### Extrait du document
%%
Près de trois ans, jour pour jour, après la sortie en digipack du très bon The Black Marble (1980), Studio Canal – toujours par « l’entremise » de Jean-Baptiste et de sa collection Make My Day – remet le couvert et propose cette fois aux cinéphiles une belle édition de The Onion Field (1979), autre long-métrage de Harold Becker, également scénarisé par l’auteur Joseph Wambaugh. Sorti quelques mois avant The Black Marble, le film marquera le véritable démarrage de la carrière cinématographique de Becker (qui fêtera ses 96 ans à la fin du mois prochain !), ne tardant pas dès lors à attirer l’attention des major film studios après une quinzaine d’années consacrée essentiellement à la photographie, aux films publicitaires et documentaires – hormis un premier long-métrage tourné en Angleterre aux débuts des années 1970 (The Ragman’s Daughter).

Wambaugh, quant à lui, s’engagea tout d’abord dans les marines, avant d’intégrer la police de Los Angeles, qu’il quitta en 1974, date à partir de laquelle il se consacrera exclusivement à sa passion : l’écriture de romans policiers. Déçu du traitement réservé à son roman The Choirboys, adapté au cinéma l’année précédente et distribué sous le titre Bande de flics en France (réalisation de Robert Aldrich), il avait alors décidé de mener lui-même le projet d’une autre adaptation de l’un de ses ouvrages pour le grand écran : The Onion Field. Il s’agissait au départ d’un fait divers qui défraya la chronique au milieu des années 1960, soit le braquage d’une patrouille de police par deux petits malfrats (Gregory Powell et Jimmy Smith) après un contrôle routier qui vit l’un des deux flics être tué par Powell, et l’autre blessé, après une course-poursuite dans un champ d’oignon, dont Wambaugh tira un récit à la tonalité très documentaire.
%%
Reprenez l'article consacré à l'édition de The Onion Field et poursuivez-en la rédaction après sa dernière phrase. Les lignes ci-après constituent un matériau indépendant de l'article.

### Relevés d'identification de position
%%
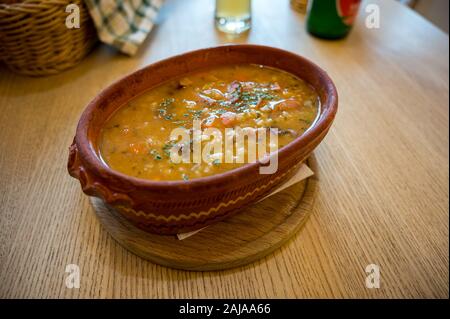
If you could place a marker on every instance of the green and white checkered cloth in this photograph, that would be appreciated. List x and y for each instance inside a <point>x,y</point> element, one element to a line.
<point>124,24</point>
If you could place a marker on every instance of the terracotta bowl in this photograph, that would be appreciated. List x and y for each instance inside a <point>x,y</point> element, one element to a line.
<point>170,207</point>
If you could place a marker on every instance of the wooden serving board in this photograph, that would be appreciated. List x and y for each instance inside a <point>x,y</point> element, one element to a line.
<point>241,239</point>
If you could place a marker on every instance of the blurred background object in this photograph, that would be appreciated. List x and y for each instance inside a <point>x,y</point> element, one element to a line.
<point>34,39</point>
<point>299,5</point>
<point>233,16</point>
<point>331,19</point>
<point>436,11</point>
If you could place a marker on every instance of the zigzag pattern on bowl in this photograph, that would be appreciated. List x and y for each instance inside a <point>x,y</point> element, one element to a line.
<point>215,209</point>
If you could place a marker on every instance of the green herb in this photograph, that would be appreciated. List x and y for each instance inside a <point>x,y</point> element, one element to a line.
<point>168,147</point>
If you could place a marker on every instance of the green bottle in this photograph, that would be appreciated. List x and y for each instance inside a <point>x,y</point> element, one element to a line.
<point>331,19</point>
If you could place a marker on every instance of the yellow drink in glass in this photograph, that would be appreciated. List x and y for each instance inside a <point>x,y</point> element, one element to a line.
<point>233,16</point>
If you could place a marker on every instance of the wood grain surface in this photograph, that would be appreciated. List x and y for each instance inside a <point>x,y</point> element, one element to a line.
<point>243,238</point>
<point>383,188</point>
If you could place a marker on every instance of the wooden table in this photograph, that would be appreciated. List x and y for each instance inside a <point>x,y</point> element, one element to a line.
<point>383,189</point>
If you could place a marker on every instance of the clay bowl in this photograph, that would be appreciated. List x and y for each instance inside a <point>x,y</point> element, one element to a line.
<point>170,207</point>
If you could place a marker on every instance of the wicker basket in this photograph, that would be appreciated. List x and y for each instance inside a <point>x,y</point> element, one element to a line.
<point>34,39</point>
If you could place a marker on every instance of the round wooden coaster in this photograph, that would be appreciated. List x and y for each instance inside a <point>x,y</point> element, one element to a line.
<point>241,239</point>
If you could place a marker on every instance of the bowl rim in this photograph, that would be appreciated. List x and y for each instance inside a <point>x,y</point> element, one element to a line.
<point>97,166</point>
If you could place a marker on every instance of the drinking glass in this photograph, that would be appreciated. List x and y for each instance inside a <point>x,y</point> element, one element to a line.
<point>233,16</point>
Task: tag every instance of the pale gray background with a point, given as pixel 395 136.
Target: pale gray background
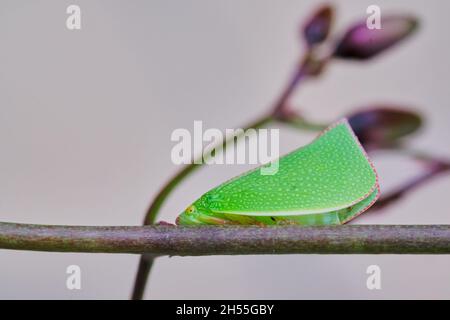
pixel 86 118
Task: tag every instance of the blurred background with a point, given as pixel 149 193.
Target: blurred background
pixel 86 118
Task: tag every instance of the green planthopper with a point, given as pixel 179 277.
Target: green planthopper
pixel 327 182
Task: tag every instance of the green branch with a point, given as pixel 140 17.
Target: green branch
pixel 238 240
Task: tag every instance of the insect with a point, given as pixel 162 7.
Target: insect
pixel 327 182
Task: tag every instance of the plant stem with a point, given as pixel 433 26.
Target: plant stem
pixel 235 240
pixel 146 262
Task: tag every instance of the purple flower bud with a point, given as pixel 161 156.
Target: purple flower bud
pixel 360 42
pixel 381 126
pixel 317 28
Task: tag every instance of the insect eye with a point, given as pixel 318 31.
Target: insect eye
pixel 191 209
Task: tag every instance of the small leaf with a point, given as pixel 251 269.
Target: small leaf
pixel 381 125
pixel 361 43
pixel 316 30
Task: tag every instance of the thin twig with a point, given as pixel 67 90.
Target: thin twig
pixel 236 240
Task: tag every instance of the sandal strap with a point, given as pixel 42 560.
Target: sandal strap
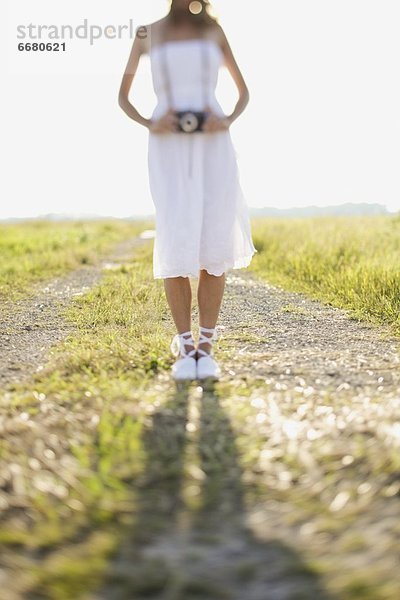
pixel 203 338
pixel 178 344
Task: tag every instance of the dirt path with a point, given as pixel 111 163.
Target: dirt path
pixel 29 327
pixel 319 484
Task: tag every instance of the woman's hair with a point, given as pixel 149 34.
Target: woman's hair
pixel 202 19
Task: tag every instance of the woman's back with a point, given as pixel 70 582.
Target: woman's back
pixel 185 74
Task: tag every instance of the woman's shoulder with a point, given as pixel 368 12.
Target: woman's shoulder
pixel 151 33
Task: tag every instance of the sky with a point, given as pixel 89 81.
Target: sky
pixel 322 126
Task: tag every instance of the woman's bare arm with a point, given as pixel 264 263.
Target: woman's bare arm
pixel 237 77
pixel 138 48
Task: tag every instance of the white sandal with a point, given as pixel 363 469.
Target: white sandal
pixel 185 366
pixel 207 366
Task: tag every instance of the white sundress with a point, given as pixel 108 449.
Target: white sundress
pixel 201 216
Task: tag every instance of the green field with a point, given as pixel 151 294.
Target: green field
pixel 82 459
pixel 349 262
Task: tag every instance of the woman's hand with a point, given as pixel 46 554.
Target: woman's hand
pixel 214 123
pixel 168 123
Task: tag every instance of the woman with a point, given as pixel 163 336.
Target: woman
pixel 202 223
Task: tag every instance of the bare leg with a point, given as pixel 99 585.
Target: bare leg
pixel 178 292
pixel 209 295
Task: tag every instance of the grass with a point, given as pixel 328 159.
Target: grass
pixel 348 262
pixel 100 453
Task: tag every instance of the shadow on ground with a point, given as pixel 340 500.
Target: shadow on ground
pixel 201 549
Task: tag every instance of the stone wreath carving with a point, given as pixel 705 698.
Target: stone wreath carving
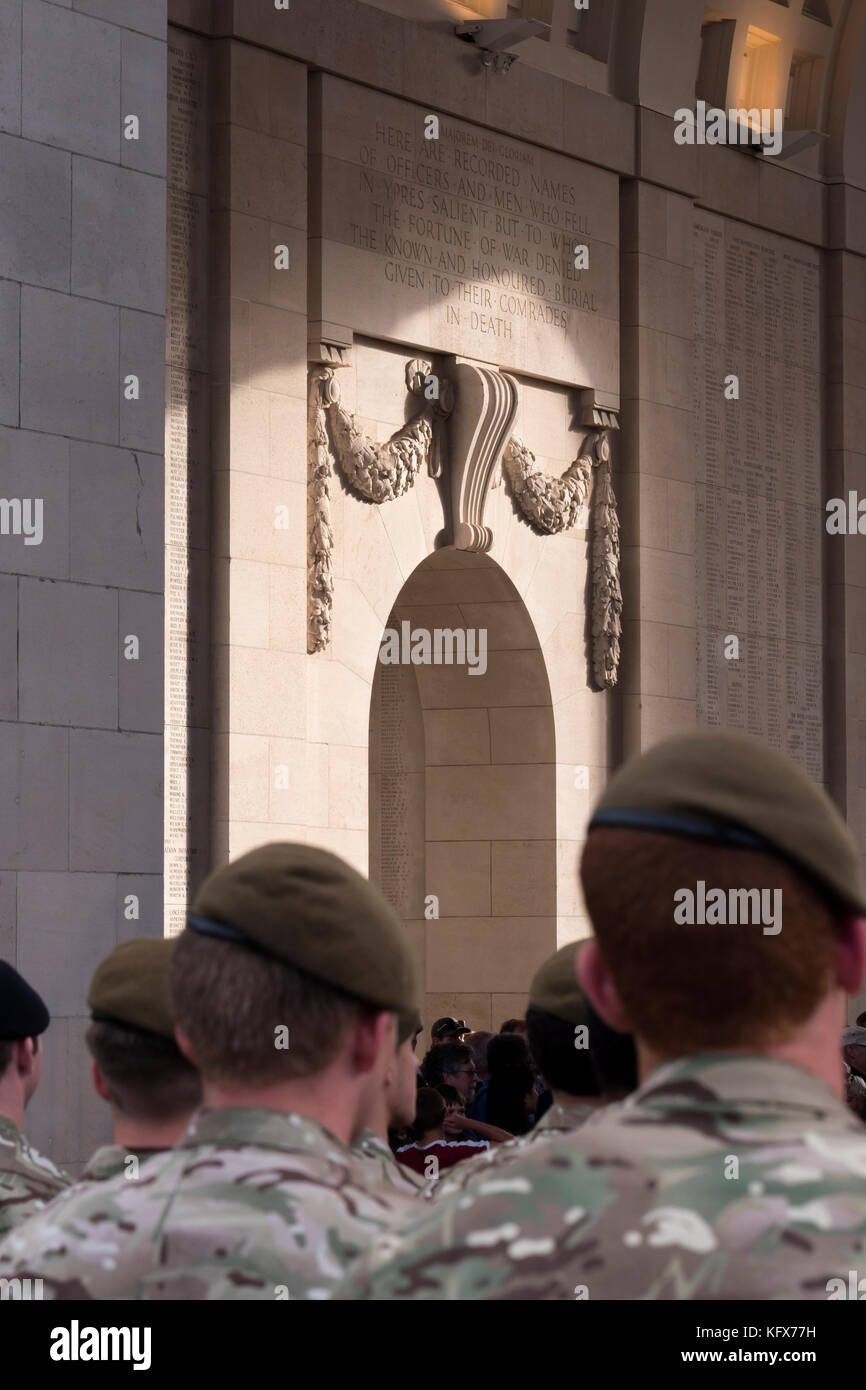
%%
### Bonne réponse
© Studio Canal

Le générique d’ouverture propose un long travelling latéral « lumineux » bordant une enfilade de villas cousues de la banlieue de Los Angeles, bien peu annonciateur de l’humeur et de l’esthétique générale du reste du film. Et pour cause. Il s’agit en fait d’un flash forward, dont on ne comprendra la fonction que bien plus tard. C’est dans un temps et un espace sensiblement différent que va se jouer le fait divers relaté, introduit par un carton nous informant solennellement « This is a true story ». La première moitié de The Onion Field est marquée par une approche sèche et quotidienne qui s’articule autour de deux rencontres parallèles. L’une voit se former le duo de policiers : le jeune inspecteur Karl Hettinger (John Savage) débarque dans un banal commissariat de quartier pour faire équipe avec Ian Campbell (Ted Danson). De l’autre côté, nous suivons la sortie de prison pour un délit mineur de Smith (Franklin Seales) qui tombe nez-à-nez avec Powell (James Woods). Sans avoir lu le roman original de Wambaugh, on ne peut que remarquer l’influence certaine du best-seller de Truman Capote De Sang-Froid dans son ambition de raconter les faits de façon plus au moins distancière, ou disons sans autre visée que de restituer la banalité de la vie des protagonistes sur un ton de chronique anti-spectaculaire.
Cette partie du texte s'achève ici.